== Given entries ==

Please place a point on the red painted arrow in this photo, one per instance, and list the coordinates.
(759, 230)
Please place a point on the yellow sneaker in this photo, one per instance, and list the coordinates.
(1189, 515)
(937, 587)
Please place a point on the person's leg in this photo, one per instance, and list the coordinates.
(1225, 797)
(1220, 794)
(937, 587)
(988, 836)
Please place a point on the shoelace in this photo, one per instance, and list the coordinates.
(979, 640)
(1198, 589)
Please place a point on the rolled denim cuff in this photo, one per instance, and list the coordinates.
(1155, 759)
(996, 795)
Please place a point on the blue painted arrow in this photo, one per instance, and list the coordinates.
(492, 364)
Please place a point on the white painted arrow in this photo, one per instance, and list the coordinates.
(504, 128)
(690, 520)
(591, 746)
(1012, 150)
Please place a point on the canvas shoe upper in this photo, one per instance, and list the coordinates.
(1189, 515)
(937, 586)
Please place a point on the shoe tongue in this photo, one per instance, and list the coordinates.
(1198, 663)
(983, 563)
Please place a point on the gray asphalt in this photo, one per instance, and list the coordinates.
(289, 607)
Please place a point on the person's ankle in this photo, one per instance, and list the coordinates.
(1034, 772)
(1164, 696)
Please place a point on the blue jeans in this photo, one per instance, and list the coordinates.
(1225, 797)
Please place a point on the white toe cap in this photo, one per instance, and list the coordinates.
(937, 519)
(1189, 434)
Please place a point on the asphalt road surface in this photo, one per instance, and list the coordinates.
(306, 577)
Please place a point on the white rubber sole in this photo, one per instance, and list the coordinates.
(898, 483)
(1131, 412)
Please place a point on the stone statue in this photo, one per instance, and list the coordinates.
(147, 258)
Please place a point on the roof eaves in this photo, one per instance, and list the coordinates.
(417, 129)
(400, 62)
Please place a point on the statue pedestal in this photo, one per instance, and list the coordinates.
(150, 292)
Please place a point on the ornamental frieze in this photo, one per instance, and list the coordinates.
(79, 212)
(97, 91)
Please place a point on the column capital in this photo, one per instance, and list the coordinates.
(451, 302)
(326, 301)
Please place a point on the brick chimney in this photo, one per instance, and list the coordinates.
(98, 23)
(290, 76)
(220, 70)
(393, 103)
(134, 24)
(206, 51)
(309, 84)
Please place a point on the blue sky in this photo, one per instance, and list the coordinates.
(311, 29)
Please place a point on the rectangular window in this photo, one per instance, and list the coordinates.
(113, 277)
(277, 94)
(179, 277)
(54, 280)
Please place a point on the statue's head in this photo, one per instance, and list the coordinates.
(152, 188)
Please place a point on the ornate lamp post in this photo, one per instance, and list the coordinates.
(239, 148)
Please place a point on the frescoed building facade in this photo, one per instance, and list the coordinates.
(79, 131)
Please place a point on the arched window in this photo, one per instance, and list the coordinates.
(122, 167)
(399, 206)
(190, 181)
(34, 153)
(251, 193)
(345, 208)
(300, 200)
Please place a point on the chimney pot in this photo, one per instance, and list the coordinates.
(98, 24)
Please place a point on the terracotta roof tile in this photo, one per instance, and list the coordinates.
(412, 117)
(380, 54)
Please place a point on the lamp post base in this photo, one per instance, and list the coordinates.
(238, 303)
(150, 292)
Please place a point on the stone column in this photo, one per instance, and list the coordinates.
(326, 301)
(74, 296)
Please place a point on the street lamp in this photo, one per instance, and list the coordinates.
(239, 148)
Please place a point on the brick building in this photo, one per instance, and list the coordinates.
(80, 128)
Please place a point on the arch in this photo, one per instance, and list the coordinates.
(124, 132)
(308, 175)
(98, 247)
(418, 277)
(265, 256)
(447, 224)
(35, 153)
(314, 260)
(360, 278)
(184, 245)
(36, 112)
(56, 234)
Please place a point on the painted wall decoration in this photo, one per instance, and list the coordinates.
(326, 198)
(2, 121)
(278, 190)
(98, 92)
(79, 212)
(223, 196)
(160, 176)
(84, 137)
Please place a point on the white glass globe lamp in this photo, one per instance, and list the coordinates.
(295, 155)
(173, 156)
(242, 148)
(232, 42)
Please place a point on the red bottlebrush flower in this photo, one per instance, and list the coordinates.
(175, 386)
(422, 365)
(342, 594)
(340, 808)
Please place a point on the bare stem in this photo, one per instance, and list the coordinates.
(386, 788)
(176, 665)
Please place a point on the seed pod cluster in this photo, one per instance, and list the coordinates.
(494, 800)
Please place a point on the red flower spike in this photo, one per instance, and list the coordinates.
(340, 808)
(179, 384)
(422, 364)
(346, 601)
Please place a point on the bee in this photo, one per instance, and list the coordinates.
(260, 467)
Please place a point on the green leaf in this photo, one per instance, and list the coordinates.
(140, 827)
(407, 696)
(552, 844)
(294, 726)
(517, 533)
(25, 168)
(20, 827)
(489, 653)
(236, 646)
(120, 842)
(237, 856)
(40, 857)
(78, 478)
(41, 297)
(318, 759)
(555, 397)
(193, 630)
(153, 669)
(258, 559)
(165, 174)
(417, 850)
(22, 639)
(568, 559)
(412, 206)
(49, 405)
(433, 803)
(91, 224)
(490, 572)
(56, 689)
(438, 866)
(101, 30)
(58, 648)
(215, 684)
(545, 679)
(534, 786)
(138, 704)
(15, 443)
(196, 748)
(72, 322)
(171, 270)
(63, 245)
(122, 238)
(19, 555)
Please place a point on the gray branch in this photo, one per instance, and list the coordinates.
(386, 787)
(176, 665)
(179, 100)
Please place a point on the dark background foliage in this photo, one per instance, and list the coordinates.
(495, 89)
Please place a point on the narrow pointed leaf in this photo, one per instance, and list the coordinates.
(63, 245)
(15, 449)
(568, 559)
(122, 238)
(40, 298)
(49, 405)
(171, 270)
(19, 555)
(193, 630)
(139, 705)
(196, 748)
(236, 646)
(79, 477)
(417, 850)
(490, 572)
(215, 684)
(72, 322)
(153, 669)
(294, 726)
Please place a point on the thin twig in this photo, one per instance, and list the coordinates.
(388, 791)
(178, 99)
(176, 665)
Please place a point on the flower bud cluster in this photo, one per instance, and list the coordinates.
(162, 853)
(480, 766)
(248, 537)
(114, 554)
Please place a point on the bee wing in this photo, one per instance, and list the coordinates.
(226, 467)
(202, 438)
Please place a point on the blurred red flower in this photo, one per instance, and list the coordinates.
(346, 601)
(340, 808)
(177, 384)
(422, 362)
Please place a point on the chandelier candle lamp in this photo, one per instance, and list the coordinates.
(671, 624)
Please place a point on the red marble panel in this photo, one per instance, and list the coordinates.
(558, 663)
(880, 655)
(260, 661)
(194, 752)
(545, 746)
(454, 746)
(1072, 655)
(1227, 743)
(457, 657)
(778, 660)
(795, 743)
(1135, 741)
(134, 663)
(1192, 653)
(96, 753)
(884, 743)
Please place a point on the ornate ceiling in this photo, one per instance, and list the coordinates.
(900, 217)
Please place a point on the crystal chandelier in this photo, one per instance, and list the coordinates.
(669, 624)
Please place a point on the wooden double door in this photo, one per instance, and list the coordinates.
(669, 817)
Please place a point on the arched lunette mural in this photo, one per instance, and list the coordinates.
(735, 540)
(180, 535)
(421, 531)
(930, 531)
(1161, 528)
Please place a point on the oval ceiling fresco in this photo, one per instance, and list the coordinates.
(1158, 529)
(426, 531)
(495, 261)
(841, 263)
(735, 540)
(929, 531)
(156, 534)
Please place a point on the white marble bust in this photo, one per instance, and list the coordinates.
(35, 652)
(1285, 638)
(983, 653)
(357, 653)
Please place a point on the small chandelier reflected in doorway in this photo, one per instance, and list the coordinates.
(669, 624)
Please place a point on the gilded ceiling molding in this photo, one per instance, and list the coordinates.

===

■ **Task requirements**: Every record in the material above should be set down exactly.

■ **Written response**:
Please place a point on the red painted arrow in this photo, one per instance, and list the coordinates.
(759, 230)
Please place a point on the yellow sneaker in this photo, one per instance, and list the coordinates.
(1189, 515)
(937, 587)
Please place a point on the person's leg in this photo, one per instance, and list the coordinates.
(1225, 797)
(1220, 794)
(937, 587)
(988, 836)
Please place a point on the shoelace in this photo, one per instance, and list the coordinates.
(979, 640)
(1198, 589)
Please place a point on the rolled denim cuff in this photo, one per instance, and list the coordinates.
(1155, 759)
(996, 795)
Please place a point on the blue painted arrow in this photo, one per instance, and list the coordinates.
(492, 364)
Please place a point on the white painted arrow in this photo, one per instance, and list the coordinates.
(504, 128)
(690, 520)
(591, 746)
(1012, 150)
Please place a point on the canvas shoe upper in this photo, one per instance, and list the coordinates.
(1189, 515)
(937, 586)
Please place a point on the shoe tongue in this photo, one per instance, and list the coordinates.
(1198, 663)
(983, 563)
Please place a point on the gray asphalt in this photo, one per instance, and list the coordinates.
(289, 607)
Please place a point on the person's ankle in this photo, one per instance, and list the coordinates.
(1034, 772)
(1164, 696)
Please place a point on the blue jeans in this photo, one per instance, and list the coordinates.
(1225, 797)
Please place a point on the white toe cap in this photo, one per instance, and list the coordinates.
(937, 519)
(1189, 434)
Please place a point on the asphalt road surface in this photo, one per instance, and list the coordinates.
(306, 577)
Please place a point on the white rubber sole in this photo, one per instance, and list the coordinates.
(898, 483)
(1131, 412)
Please place a point on the stone statue in this photo, one per instance, and list the coordinates.
(147, 258)
Please place a point on the roof eaves in this photo, one per instance, and list the coordinates.
(417, 129)
(400, 62)
Please place a point on the statue pedestal in this photo, one per instance, and list the coordinates.
(150, 292)
Please place a point on the ornamental frieze in this photo, one per instance, and list the coordinates.
(79, 212)
(97, 91)
Please place a point on the column capital in this photo, one per instance, and list the coordinates.
(451, 302)
(326, 301)
Please place a point on the brick chimney in this photo, one per instance, and list the coordinates.
(98, 23)
(290, 76)
(220, 70)
(393, 103)
(134, 24)
(206, 51)
(309, 84)
Please place a point on the blue sky in this photo, one per instance, and list the coordinates.
(311, 29)
Please place a point on the rectangular window in this photo, one per instance, and list the coordinates.
(113, 277)
(277, 94)
(179, 277)
(54, 280)
Please place a point on the statue's head in this photo, one per instance, and list the coordinates.
(152, 188)
Please place a point on the ornate lamp post in this photo, one per instance, and list the coordinates.
(239, 148)
Please place a point on the frescoed building facade in this photo, one per instance, and list the coordinates.
(79, 131)
Please place a point on the arched window in this photo, one per instance, and list the coordinates.
(122, 167)
(399, 206)
(190, 181)
(34, 153)
(251, 193)
(345, 208)
(300, 200)
Please place a point on the chimney pot in this photo, one per instance, and list the coordinates.
(98, 24)
Please place a point on the terracotta roof tile in this photo, one per instance, and list the coordinates.
(412, 117)
(380, 54)
Please place a point on the lamp post base in this photo, one per instance, and list the coordinates.
(238, 303)
(150, 292)
Please place a point on the stone column in this photo, one per instance, and list the coordinates.
(326, 301)
(74, 296)
Please place a point on the street lamp in this photo, one per instance, and list the coordinates.
(239, 148)
Please place a point on the brick building in this photo, one per instance, and list the coordinates.
(80, 128)
Please place a point on the arch in this photo, one per instance, and list the coordinates.
(124, 132)
(308, 175)
(98, 247)
(418, 277)
(265, 256)
(447, 224)
(35, 153)
(314, 260)
(360, 278)
(184, 245)
(36, 112)
(56, 234)
Please place a point on the painted wall decoration in this photo, one per instance, and list the coordinates.
(326, 198)
(2, 121)
(278, 190)
(98, 92)
(79, 212)
(223, 196)
(160, 176)
(84, 137)
Please place a point on the white glass globe lamp in this photo, one per instance, and list the coordinates.
(295, 155)
(173, 156)
(242, 148)
(232, 42)
Please place a point on the red bottlebrush flower in this photo, one per instance, and list the coordinates.
(175, 386)
(422, 365)
(342, 594)
(340, 808)
Please place a point on the bare stem in this photo, one per instance, and list the coordinates.
(386, 788)
(176, 665)
Please place a point on the seed pod cluster in this photo, one per instance, and list the coordinates.
(494, 800)
Please place a point on the red flower spike in this photo, one per instance, and list the coordinates.
(340, 808)
(179, 384)
(422, 364)
(346, 601)
Please place a point on the bee in this photo, one per instance, and list the coordinates.
(260, 467)
Please place a point on the green leaf in this photo, one per instance, and list the coordinates.
(140, 827)
(407, 696)
(552, 844)
(294, 726)
(517, 533)
(25, 168)
(20, 827)
(489, 653)
(236, 646)
(120, 842)
(237, 856)
(40, 857)
(78, 478)
(41, 297)
(318, 759)
(555, 397)
(193, 630)
(153, 669)
(258, 559)
(165, 174)
(417, 850)
(22, 639)
(568, 559)
(412, 206)
(49, 405)
(433, 803)
(91, 224)
(490, 572)
(56, 689)
(438, 866)
(101, 30)
(58, 648)
(215, 684)
(545, 679)
(534, 786)
(138, 704)
(15, 443)
(196, 748)
(72, 322)
(171, 270)
(63, 245)
(122, 238)
(19, 555)
Please place a point on the gray branch in this photo, one per instance, and list the coordinates.
(386, 787)
(176, 665)
(179, 100)
Please place a point on the dark background foliage in this photo, one per instance, and list the coordinates.
(495, 89)
Please place a point on the narrow pointed leaf in this photo, one per instance, and list the coordinates.
(63, 245)
(15, 449)
(568, 559)
(122, 238)
(40, 298)
(49, 405)
(171, 270)
(19, 555)
(193, 630)
(139, 705)
(196, 748)
(236, 646)
(79, 477)
(417, 850)
(490, 572)
(215, 684)
(72, 322)
(153, 669)
(294, 726)
Please place a point on the thin twig in this photo, one per instance, and list the coordinates.
(388, 791)
(178, 99)
(176, 665)
Please place a point on the flower bud cluster in this photo, one per instance, and list the coordinates.
(162, 853)
(480, 766)
(248, 537)
(114, 554)
Please place a point on the bee wing in this photo, one per instance, and list the coordinates.
(226, 467)
(202, 438)
Please place a point on the blurred red flower in this photo, one per instance, and list the coordinates.
(346, 601)
(340, 808)
(177, 384)
(422, 362)
Please place a point on the chandelier candle lamp in this photo, one per instance, and list the coordinates.
(671, 624)
Please place a point on the red marble panel in this photo, one per instance, and list the coordinates.
(558, 663)
(880, 655)
(260, 661)
(194, 752)
(545, 746)
(454, 746)
(1072, 655)
(1227, 743)
(457, 657)
(778, 660)
(795, 743)
(1135, 741)
(134, 663)
(1192, 653)
(96, 753)
(884, 743)
Please place a point on the ornate ceiling in this photo, one per instance, and list the coordinates.
(900, 217)
Please place a point on the crystal chandelier in this photo, one per instance, and list the coordinates.
(669, 624)
Please place a point on the wooden double door in this photo, one per instance, and list the coordinates.
(669, 817)
Please place a point on the arched lunette mural in this photo, one per instance, and list the coordinates.
(735, 540)
(180, 535)
(421, 531)
(930, 531)
(1161, 528)
Please place a point on the oval ceiling fresco in this photo, one per instance, and list the coordinates.
(1158, 529)
(426, 531)
(495, 261)
(841, 263)
(735, 540)
(929, 531)
(156, 534)
Please place a point on the white marble bust in this photo, one per instance, and list the coordinates.
(35, 652)
(1285, 638)
(983, 653)
(357, 653)
Please place a point on the small chandelier reflected in doorway in this photo, one per instance, and list the coordinates.
(669, 624)
Please place a point on the gilded ceiling molding in this photo, one per instance, and list the coordinates.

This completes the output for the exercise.